LIST OF TASKS:
1. In the photography forum thread, what did sunnyVan buy that kept the sand out during the storm in Lower Antelope Canyon?
2. How would you render this sentence from the photography forum thread in Spanish: "Even if you don't run into a sand storm I'd still recommend using rain cover or at least a plastic bag."
3. Could you write what comes next in the photography forum thread, picking up after its final line?

SOURCE DOCUMENT:
Returning to your question about filters - ND if you'll have water which you want to blur and get a 3 stop. For grads, if you only get 1 then get a 2 stop, if you can afford it then a 3 stop as well. I bought the 3 grad set from lee but rarely use the .3 (1 stop). Also they've just released a thinner circ pola, their previous 105mm vignettes on wide angle lenses...

Finally, if you've not got them, get hold of Laurent Martres' books on photographing the southwest. I take them every time, and use them to plan out locations (and then maybe use the internet to supplement). Have a great trip.


----------



## sunnyVan (Feb 11, 2015)

I was in the Lower Antelope Canyon last year. Half way through the trip came a sand storm. The wind was blowing so hard that my face hurt. I was glad that I listened to some advice and bought a rain cover, which kept out the sand quite completely. Even if you don't run into a sand storm I'd still recommend using rain cover or at least a plastic bag. Better be safe than sorry.


----------



## ray5 (Feb 11, 2015)

Stu_bert said:


> ray5 said:
> 
> 
> > HI,
> ...



Hi,
Thanks for your help. I have been reading Martres' books for a few months already and kind of drawing up an itinerary. I saw the new Lee CPL, it costs an arm!! I have drawn up a list of Lee stuff to start with but already at $900 
I'll be going to the slot canyons as well.

Labeled area outline entries:
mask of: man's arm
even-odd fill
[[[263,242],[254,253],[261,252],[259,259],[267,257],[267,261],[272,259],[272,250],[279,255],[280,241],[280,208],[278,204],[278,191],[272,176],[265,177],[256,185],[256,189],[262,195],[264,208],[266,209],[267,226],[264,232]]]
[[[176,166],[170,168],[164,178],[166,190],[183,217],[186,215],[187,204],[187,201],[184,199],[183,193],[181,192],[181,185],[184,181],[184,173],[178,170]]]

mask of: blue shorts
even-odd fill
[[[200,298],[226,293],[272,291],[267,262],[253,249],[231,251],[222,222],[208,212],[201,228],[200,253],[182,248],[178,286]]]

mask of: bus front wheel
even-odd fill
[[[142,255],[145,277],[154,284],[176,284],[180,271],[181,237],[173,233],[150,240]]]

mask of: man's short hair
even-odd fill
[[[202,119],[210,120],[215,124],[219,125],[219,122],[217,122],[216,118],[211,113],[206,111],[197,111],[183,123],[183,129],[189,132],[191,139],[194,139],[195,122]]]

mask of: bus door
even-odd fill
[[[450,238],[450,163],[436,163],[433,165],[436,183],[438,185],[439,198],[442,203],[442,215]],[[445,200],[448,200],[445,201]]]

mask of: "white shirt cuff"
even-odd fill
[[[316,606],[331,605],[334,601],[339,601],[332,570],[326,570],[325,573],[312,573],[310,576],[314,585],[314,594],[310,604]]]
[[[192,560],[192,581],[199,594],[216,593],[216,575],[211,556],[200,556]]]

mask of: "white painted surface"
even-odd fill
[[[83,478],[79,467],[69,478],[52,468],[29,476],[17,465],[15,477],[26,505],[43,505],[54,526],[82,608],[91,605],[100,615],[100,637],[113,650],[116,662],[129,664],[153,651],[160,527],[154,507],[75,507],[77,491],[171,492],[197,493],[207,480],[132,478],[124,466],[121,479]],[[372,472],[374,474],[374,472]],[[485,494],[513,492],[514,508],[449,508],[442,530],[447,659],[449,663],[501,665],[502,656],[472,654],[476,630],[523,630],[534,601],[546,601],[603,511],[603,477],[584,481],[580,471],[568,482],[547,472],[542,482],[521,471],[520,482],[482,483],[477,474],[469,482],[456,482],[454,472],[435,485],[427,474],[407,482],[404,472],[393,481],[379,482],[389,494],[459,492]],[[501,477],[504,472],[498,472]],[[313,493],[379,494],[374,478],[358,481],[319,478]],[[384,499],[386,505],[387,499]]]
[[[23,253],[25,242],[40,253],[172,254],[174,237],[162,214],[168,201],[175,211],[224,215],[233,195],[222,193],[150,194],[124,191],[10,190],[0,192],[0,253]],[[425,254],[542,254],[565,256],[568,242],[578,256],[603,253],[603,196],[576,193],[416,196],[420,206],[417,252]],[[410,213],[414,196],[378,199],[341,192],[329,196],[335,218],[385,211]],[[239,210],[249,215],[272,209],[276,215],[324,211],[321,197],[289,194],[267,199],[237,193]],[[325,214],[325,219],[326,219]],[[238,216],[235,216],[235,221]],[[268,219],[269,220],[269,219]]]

OUTPUTS FOR THE TASKS:
1. A rain cover.

2. Aunque no te encuentres con una tormenta de arena, igual te recomendaría usar una funda para la lluvia o al menos una bolsa de plástico.

3.
Thanks, again.


----------



## ray5 (Feb 11, 2015)

sunnyVan said:


> I was in the Lower Antelope Canyon last year. Half way through the trip came a sand storm. The wind was blowing so hard that my face hurt. I was glad that I listened to some advice and bought a rain cover, which kept out the sand quite completely. Even if you don't run into a sand storm I'd still recommend using rain cover or at least a plastic bag. Better be safe than sorry.



Can't decide storms are good or not, as if I have a choice!! Ha Ha. Seens some awesome images of monument valley during a strom, wow!!
But won't be pretty in the slot canyons. Am planning on bringing rain covers. Thanks for your note.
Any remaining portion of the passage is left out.